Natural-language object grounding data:
··········

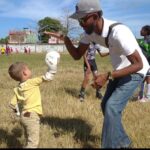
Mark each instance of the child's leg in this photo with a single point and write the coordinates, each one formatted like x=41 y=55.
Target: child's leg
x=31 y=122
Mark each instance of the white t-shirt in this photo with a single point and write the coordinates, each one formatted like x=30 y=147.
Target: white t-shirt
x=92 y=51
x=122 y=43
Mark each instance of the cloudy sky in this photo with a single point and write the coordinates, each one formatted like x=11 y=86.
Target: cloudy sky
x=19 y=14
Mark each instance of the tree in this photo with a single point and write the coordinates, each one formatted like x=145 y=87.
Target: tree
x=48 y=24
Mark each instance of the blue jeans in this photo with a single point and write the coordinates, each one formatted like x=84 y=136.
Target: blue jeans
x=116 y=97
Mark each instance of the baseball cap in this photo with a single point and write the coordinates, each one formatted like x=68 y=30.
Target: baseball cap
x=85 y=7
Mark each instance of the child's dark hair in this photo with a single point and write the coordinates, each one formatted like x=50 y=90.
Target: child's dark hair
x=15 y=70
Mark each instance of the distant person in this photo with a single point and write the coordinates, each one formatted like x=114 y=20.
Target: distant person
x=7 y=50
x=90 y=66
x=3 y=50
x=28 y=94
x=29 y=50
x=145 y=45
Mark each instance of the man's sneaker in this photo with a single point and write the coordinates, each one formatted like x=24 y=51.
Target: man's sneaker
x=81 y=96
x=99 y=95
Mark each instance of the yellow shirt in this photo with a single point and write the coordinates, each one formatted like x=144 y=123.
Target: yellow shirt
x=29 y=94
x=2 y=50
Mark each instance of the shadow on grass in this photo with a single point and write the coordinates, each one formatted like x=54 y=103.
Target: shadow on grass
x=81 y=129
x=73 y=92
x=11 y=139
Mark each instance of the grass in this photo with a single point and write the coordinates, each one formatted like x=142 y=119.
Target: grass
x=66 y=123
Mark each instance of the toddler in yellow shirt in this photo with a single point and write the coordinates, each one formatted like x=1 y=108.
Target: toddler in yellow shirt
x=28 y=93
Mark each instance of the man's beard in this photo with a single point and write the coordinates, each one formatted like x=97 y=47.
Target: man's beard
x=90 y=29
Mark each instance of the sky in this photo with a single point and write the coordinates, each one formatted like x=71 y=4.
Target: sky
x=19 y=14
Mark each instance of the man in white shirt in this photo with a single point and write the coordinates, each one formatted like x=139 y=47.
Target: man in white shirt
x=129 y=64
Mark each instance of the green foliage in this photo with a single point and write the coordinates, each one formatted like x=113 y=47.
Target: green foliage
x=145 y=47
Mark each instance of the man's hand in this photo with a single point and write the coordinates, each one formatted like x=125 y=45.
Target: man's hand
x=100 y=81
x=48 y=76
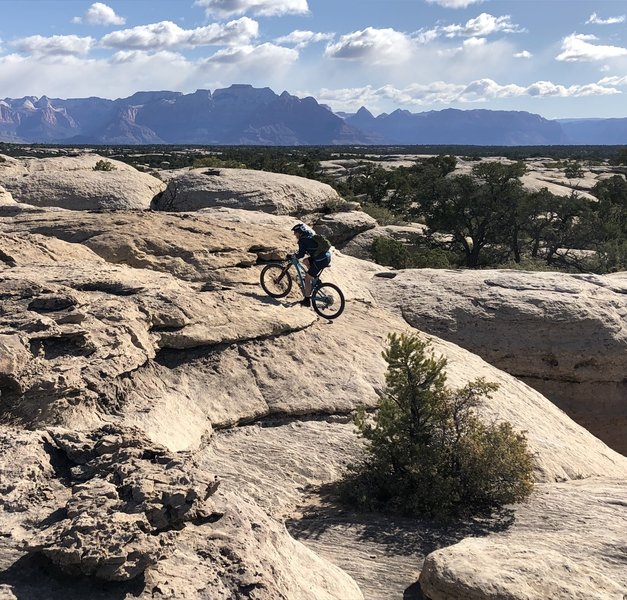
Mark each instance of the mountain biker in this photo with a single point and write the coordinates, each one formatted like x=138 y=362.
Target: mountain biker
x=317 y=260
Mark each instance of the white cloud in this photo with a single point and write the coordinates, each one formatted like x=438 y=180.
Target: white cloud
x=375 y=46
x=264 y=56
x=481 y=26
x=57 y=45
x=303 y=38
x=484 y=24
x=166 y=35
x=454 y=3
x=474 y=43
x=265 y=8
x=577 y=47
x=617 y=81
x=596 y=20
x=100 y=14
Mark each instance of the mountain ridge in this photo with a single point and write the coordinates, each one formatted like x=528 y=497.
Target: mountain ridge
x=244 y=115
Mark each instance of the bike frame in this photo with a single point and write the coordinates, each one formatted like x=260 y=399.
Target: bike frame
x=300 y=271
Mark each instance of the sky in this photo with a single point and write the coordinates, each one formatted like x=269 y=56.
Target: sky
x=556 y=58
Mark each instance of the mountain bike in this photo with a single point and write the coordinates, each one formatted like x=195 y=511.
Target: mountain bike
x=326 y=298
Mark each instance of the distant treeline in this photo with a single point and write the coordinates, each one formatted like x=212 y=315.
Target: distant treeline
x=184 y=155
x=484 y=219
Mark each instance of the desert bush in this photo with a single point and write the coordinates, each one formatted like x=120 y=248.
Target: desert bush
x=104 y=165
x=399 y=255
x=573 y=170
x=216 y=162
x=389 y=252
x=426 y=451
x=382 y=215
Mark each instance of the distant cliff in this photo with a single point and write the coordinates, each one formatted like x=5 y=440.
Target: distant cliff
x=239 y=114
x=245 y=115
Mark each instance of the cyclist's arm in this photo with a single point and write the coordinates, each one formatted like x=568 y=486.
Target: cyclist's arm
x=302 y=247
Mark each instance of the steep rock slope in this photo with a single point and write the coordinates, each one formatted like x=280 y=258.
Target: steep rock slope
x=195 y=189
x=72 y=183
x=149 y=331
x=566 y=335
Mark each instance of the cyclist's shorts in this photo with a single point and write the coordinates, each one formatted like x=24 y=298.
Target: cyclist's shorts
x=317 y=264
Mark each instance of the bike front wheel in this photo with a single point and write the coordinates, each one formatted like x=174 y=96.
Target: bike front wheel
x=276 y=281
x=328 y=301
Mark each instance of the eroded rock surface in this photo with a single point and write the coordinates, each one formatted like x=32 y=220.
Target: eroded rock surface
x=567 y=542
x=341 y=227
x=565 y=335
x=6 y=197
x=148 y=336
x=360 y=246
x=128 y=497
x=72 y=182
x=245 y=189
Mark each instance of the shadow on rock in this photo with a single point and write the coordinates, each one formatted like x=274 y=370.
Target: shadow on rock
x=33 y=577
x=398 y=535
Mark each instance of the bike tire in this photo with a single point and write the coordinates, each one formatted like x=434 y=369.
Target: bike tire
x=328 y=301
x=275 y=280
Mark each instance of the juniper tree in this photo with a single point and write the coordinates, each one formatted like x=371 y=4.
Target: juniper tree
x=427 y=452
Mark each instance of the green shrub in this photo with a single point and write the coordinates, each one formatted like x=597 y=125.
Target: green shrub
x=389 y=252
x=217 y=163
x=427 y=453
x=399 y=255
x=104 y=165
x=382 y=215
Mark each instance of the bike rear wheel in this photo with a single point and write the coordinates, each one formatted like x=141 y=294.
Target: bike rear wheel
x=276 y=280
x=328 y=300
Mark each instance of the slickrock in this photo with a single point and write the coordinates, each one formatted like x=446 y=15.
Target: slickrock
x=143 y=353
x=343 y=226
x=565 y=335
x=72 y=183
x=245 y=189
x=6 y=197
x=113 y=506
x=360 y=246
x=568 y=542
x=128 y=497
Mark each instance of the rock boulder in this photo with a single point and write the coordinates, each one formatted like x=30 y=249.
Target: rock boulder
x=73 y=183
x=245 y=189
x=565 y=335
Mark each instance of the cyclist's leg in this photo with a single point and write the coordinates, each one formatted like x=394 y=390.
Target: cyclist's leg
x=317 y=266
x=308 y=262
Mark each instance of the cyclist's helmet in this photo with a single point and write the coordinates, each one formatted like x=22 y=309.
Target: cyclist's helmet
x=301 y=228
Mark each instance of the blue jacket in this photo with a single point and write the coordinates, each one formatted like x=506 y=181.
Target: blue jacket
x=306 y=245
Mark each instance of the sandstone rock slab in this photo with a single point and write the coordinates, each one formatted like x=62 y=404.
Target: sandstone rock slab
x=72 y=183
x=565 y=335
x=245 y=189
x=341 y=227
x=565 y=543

··········

*DIRECTIONS*
The whole of the data needs to be copied word for word, though not its pictures.

*ANSWER SPACE*
Mark each instance of the child's leg in this photo with a single point and write the coordinates, each one formatted like x=41 y=55.
Target: child's leg
x=31 y=122
Mark each instance of the white t-shirt in this photo with a single point and write the coordinates, each one formatted like x=30 y=147.
Target: white t-shirt
x=92 y=51
x=122 y=43
Mark each instance of the cloudy sky in this photo with a single point and write the coordinates, each one formatted like x=11 y=86.
Target: cloudy sky
x=19 y=14
Mark each instance of the tree in this photo with a single point and write the coordinates, each one formatted like x=145 y=87.
Target: tree
x=48 y=24
Mark each instance of the blue jeans in this photo with a single point and write the coordinates, each one formatted like x=84 y=136.
Target: blue jeans
x=116 y=97
Mark each instance of the baseball cap in this photo with a single point and write the coordinates, each one formatted like x=68 y=30.
Target: baseball cap
x=85 y=7
Mark each instance of the child's dark hair in this photo with a single point and write the coordinates, each one formatted like x=50 y=90.
Target: child's dark hair
x=15 y=70
Mark each instance of the distant person in this photo with a single point and write the coordinates, each one formatted like x=114 y=20.
Target: distant person
x=7 y=50
x=90 y=66
x=3 y=50
x=28 y=94
x=29 y=50
x=145 y=45
Mark each instance of the man's sneaker in this photo with a single point and write the coordinates, each one formatted like x=24 y=51.
Target: man's sneaker
x=81 y=96
x=99 y=95
Mark each instance of the yellow shirt in this photo with a single point and write the coordinates, each one formatted like x=144 y=123.
Target: yellow shirt
x=29 y=94
x=2 y=50
Mark each instance of the shadow on grass in this photo with a single point and write the coordinates, each one formatted like x=54 y=103.
Target: shadow on grass
x=81 y=129
x=73 y=92
x=11 y=139
Mark each instance of the grass in this photo with a single point and write the coordinates, each one formatted like x=142 y=119.
Target: grass
x=66 y=123
Mark each instance of the toddler in yellow shirt in this photo with a single point and write the coordinates, each one formatted like x=1 y=108.
Target: toddler in yellow shirt
x=28 y=93
Mark each instance of the man's beard in this photo with a single point and write the coordinates, each one formatted like x=97 y=47.
Target: man's beard
x=90 y=29
Mark each instance of the sky in this photo with a single point and write the coordinates, each one formatted like x=71 y=4.
Target: sky
x=19 y=14
Mark each instance of the man in white shirt in this photo with a single point and write the coordinates, each one formatted like x=139 y=47.
Target: man in white shirt
x=129 y=64
Mark each instance of the green foliage in this photo with a single point and write the coordinates, each one formatted like x=113 y=47.
Target: green foliage
x=145 y=47
Mark each instance of the man's hand in this photo with a single point and write the coordinates, each one formatted like x=125 y=45.
Target: man's hand
x=100 y=81
x=48 y=76
Mark each instance of the mountain biker in this photo with a single point and write the coordinates, each one formatted like x=138 y=362.
Target: mountain biker
x=317 y=260
Mark each instance of the white cloud in this photo with a single point and write the coordinates, each one formatted like x=438 y=180.
Target: white cloud
x=375 y=46
x=264 y=56
x=481 y=26
x=57 y=45
x=303 y=38
x=484 y=24
x=166 y=35
x=454 y=3
x=474 y=43
x=265 y=8
x=577 y=47
x=617 y=81
x=596 y=20
x=100 y=14
Mark each instance of the mountain ridge in this photo with a single point and write the coordinates, each one formatted like x=528 y=497.
Target: mountain ridge
x=244 y=115
Mark each instance of the bike frame in this photo with a single point and write the coordinates, each one formatted like x=260 y=399.
Target: bike frame
x=300 y=271
Mark each instance of the sky in this photo with a single point and write the coordinates, each one formatted like x=269 y=56.
Target: sky
x=556 y=58
Mark each instance of the mountain bike in this photo with a single point and write the coordinates, each one formatted like x=195 y=511.
Target: mountain bike
x=326 y=298
Mark each instance of the distant treeline in this photo with a single point and write the coordinates, each one formatted like x=212 y=315.
Target: distant treeline
x=184 y=155
x=484 y=219
Mark each instance of the desert bush in this photo with a single point and write the coordinates, each one formatted like x=120 y=248.
Target: desert bush
x=104 y=165
x=399 y=255
x=573 y=170
x=216 y=162
x=389 y=252
x=426 y=451
x=382 y=215
Mark each instance of the distant cliff in this photo with a single point and write the coordinates, each one formatted like x=5 y=440.
Target: distant cliff
x=239 y=114
x=245 y=115
Mark each instance of the cyclist's arm in this photo with a single point and write the coordinates, each one formatted like x=568 y=486.
Target: cyclist's arm
x=302 y=247
Mark each instance of the steep rock slope in this photo with a single point and write the coordinates, each one formatted like x=280 y=258.
Target: steep rock slope
x=195 y=189
x=72 y=183
x=149 y=331
x=566 y=335
Mark each instance of the cyclist's shorts in this photo with a single point and write the coordinates, each one formatted like x=24 y=298.
Target: cyclist's shorts
x=317 y=264
Mark each instance of the bike front wheel in this photo with a single point and write the coordinates, each one formatted like x=174 y=96.
Target: bike front wheel
x=276 y=281
x=328 y=301
Mark each instance of the eroded rock surface in this photo with a single point and write the coordinates, each one formatted like x=32 y=220.
Target: eroded rock surface
x=567 y=542
x=341 y=227
x=565 y=335
x=6 y=197
x=148 y=336
x=360 y=246
x=128 y=497
x=72 y=182
x=245 y=189
Mark each instance of the shadow on rock in this photo with a single point and write the coordinates, each one formatted like x=274 y=370.
Target: shadow on rock
x=33 y=577
x=398 y=535
Mark each instance of the bike tire in this photo with a single point and write the coordinates, each one formatted like x=434 y=369.
Target: bike tire
x=328 y=301
x=275 y=280
Mark each instance of the juniper tree in this photo with a single point and write the coordinates, each one formatted like x=371 y=4.
Target: juniper tree
x=427 y=452
Mark each instance of the green shrub in this photo with a single point and write the coordinates, each one formatted like x=597 y=125.
Target: green shrub
x=389 y=252
x=217 y=163
x=427 y=453
x=399 y=255
x=104 y=165
x=382 y=215
Mark each instance of the bike rear wheel in this photo with a single point and write the coordinates, each one formatted like x=141 y=294.
Target: bike rear wheel
x=276 y=280
x=328 y=300
Mark each instance of the slickrock in this photo with a single point and write the coordinates, each one formatted like x=446 y=15.
Target: slickrock
x=143 y=353
x=343 y=226
x=565 y=335
x=72 y=183
x=245 y=189
x=6 y=197
x=113 y=506
x=360 y=246
x=568 y=542
x=128 y=497
Mark each instance of the rock boulder in this photo with a single point and write the coordinates, each one formatted like x=30 y=249.
Target: rock boulder
x=73 y=183
x=245 y=189
x=565 y=335
Mark each instance of the cyclist's leg in this photo with a single point and write the coordinates, each one formatted like x=394 y=390.
Target: cyclist's leg
x=317 y=266
x=308 y=262
Mark each instance of the cyclist's helmet in this photo with a single point and write the coordinates, each one formatted like x=22 y=309.
Target: cyclist's helmet
x=301 y=228
Mark each instance of the blue jacket in this photo with a single point and write the coordinates, each one formatted like x=506 y=181.
Target: blue jacket
x=306 y=245
Mark each instance of the sandstone rock slab in this photo with a single point and write the coordinates, each one formatted like x=62 y=404.
Target: sandstone rock slab
x=72 y=183
x=565 y=335
x=245 y=189
x=341 y=227
x=565 y=543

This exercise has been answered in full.